## THE DATA:
§ §
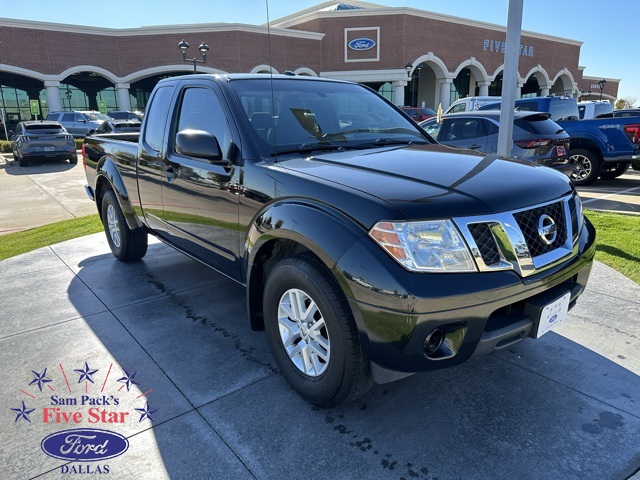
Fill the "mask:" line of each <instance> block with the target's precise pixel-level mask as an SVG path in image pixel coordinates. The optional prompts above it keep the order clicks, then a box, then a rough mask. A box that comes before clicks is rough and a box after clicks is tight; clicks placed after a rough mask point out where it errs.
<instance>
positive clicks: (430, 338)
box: [422, 327, 444, 357]
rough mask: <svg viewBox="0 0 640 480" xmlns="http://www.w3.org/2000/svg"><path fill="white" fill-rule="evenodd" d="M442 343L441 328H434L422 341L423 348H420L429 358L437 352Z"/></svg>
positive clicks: (443, 340)
mask: <svg viewBox="0 0 640 480" xmlns="http://www.w3.org/2000/svg"><path fill="white" fill-rule="evenodd" d="M443 341H444V330H442V328H440V327H438V328H434V329H433V330H431V332H429V334H428V335H427V336H426V337H425V339H424V346H423V347H422V348H423V350H424V353H425V355H426V356H427V357H431V356H432V355H433V354H434V353H436V352H437V351H438V349H439V348H440V346H441V345H442V342H443Z"/></svg>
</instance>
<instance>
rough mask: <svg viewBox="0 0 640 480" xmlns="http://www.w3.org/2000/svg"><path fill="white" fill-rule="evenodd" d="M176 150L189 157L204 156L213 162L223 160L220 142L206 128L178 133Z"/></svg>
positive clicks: (214, 162) (224, 161)
mask: <svg viewBox="0 0 640 480" xmlns="http://www.w3.org/2000/svg"><path fill="white" fill-rule="evenodd" d="M175 148H176V152H177V153H179V154H181V155H186V156H188V157H195V158H202V159H204V160H209V161H210V162H212V163H227V162H226V161H222V152H221V151H220V144H219V143H218V140H217V139H216V137H215V136H214V135H212V134H211V133H209V132H205V131H204V130H191V129H188V130H182V131H180V132H178V134H177V135H176V146H175Z"/></svg>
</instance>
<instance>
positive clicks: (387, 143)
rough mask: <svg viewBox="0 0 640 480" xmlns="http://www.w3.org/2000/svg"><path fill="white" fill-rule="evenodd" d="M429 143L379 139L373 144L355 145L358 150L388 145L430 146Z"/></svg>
mask: <svg viewBox="0 0 640 480" xmlns="http://www.w3.org/2000/svg"><path fill="white" fill-rule="evenodd" d="M428 144H429V142H427V141H426V140H419V141H415V140H400V139H397V138H384V137H383V138H377V139H376V140H374V141H373V142H367V143H359V144H358V145H354V146H355V147H357V148H374V147H384V146H387V145H407V146H409V145H428Z"/></svg>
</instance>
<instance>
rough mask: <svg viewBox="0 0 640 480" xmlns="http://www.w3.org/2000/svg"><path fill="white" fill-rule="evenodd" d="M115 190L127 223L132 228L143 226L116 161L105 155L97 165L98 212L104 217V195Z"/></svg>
mask: <svg viewBox="0 0 640 480" xmlns="http://www.w3.org/2000/svg"><path fill="white" fill-rule="evenodd" d="M109 189H111V190H113V191H114V192H115V194H116V198H117V199H118V204H119V205H120V209H121V210H122V213H123V215H124V218H125V220H126V221H127V225H128V226H129V228H130V229H131V230H135V229H137V228H143V227H144V225H143V224H142V223H141V222H140V221H139V220H138V217H137V215H136V214H135V211H134V209H133V204H132V203H131V200H130V198H129V194H128V192H127V189H126V187H125V185H124V182H123V180H122V176H121V174H120V171H119V170H118V167H117V166H116V163H115V161H114V160H113V159H112V158H111V157H109V156H104V157H102V158H101V159H100V161H99V162H98V165H97V167H96V189H95V197H96V205H97V206H98V212H100V216H101V217H102V213H101V208H100V205H102V197H103V196H104V192H105V191H107V190H109Z"/></svg>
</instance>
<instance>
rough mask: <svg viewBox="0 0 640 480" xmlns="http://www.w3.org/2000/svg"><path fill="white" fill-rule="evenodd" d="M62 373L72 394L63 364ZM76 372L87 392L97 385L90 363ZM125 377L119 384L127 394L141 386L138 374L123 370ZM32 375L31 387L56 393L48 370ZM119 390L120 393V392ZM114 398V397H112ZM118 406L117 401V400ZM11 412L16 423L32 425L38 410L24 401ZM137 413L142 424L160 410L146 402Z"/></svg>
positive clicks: (119, 380) (26, 392)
§ §
## WHAT NEEDS TO BE DONE:
From the first line to the last, output the records exactly without pictures.

## ANSWER SECTION:
Fill the "mask:" line of each <instance> block with the target's precise pixel-level mask as an SVG path in image pixel coordinates. The optional prompts above it keep the order clicks, then a box, then a rough mask. A box that comes before clicks is rough and a box after clicks is tight; clicks placed after a rough mask point out where it errs.
<instance>
positive clicks: (430, 338)
box: [422, 327, 444, 357]
rough mask: <svg viewBox="0 0 640 480" xmlns="http://www.w3.org/2000/svg"><path fill="white" fill-rule="evenodd" d="M442 343L441 328H434L422 341L423 348H420L429 358L437 352Z"/></svg>
positive clicks: (443, 340)
mask: <svg viewBox="0 0 640 480" xmlns="http://www.w3.org/2000/svg"><path fill="white" fill-rule="evenodd" d="M443 341H444V330H442V328H440V327H438V328H434V329H433V330H431V332H429V334H428V335H427V336H426V337H425V339H424V346H423V347H422V348H423V350H424V353H425V355H426V356H427V357H431V356H432V355H433V354H434V353H436V352H437V351H438V349H439V348H440V346H441V345H442V342H443Z"/></svg>
</instance>
<instance>
rough mask: <svg viewBox="0 0 640 480" xmlns="http://www.w3.org/2000/svg"><path fill="white" fill-rule="evenodd" d="M176 150L189 157L204 156L213 162L223 160L220 142L206 128L178 133Z"/></svg>
positive clicks: (214, 162) (224, 161)
mask: <svg viewBox="0 0 640 480" xmlns="http://www.w3.org/2000/svg"><path fill="white" fill-rule="evenodd" d="M175 148H176V152H177V153H179V154H181V155H186V156H188V157H195V158H202V159H204V160H209V161H210V162H212V163H227V162H226V161H222V152H221V151H220V144H219V143H218V140H217V139H216V137H215V136H214V135H212V134H211V133H209V132H205V131H204V130H191V129H188V130H182V131H180V132H178V134H177V135H176V146H175Z"/></svg>
</instance>
<instance>
positive clicks: (387, 143)
rough mask: <svg viewBox="0 0 640 480" xmlns="http://www.w3.org/2000/svg"><path fill="white" fill-rule="evenodd" d="M429 143L379 139L373 144L355 145L358 150L388 145L430 146Z"/></svg>
mask: <svg viewBox="0 0 640 480" xmlns="http://www.w3.org/2000/svg"><path fill="white" fill-rule="evenodd" d="M428 144H429V142H427V141H426V140H419V141H415V140H400V139H397V138H384V137H383V138H377V139H376V140H374V141H373V142H367V143H359V144H358V145H354V146H355V147H357V148H374V147H384V146H387V145H407V146H409V145H428Z"/></svg>
</instance>
<instance>
rough mask: <svg viewBox="0 0 640 480" xmlns="http://www.w3.org/2000/svg"><path fill="white" fill-rule="evenodd" d="M115 190L127 223L132 228L143 226L116 161L105 155L97 165L98 212L104 217V195Z"/></svg>
mask: <svg viewBox="0 0 640 480" xmlns="http://www.w3.org/2000/svg"><path fill="white" fill-rule="evenodd" d="M109 189H111V190H113V191H114V192H115V194H116V198H117V199H118V204H119V205H120V209H121V210H122V213H123V215H124V218H125V220H126V221H127V225H128V226H129V228H130V229H131V230H135V229H137V228H143V227H144V225H143V224H142V223H141V222H140V221H139V220H138V217H137V215H136V214H135V211H134V209H133V204H132V203H131V200H130V198H129V194H128V192H127V189H126V187H125V185H124V182H123V180H122V176H121V174H120V171H119V170H118V167H117V166H116V163H115V161H114V160H113V159H112V158H111V157H109V156H104V157H102V158H101V159H100V161H99V162H98V165H97V167H96V189H95V197H96V205H97V206H98V212H100V216H101V217H102V213H101V208H100V205H102V197H103V196H104V192H105V191H107V190H109Z"/></svg>
</instance>
<instance>
rough mask: <svg viewBox="0 0 640 480" xmlns="http://www.w3.org/2000/svg"><path fill="white" fill-rule="evenodd" d="M62 373L72 394L63 364ZM76 372L87 392L97 385L90 363ZM125 377L119 384L127 394L141 386L138 374L123 370ZM32 375L31 387L56 393L48 370ZM119 390L120 393V392ZM114 398V397H112ZM118 406L117 401V400ZM11 412L16 423L32 425L38 410L24 401ZM137 413L142 424L160 410L146 402Z"/></svg>
positive clicks: (119, 380) (26, 392)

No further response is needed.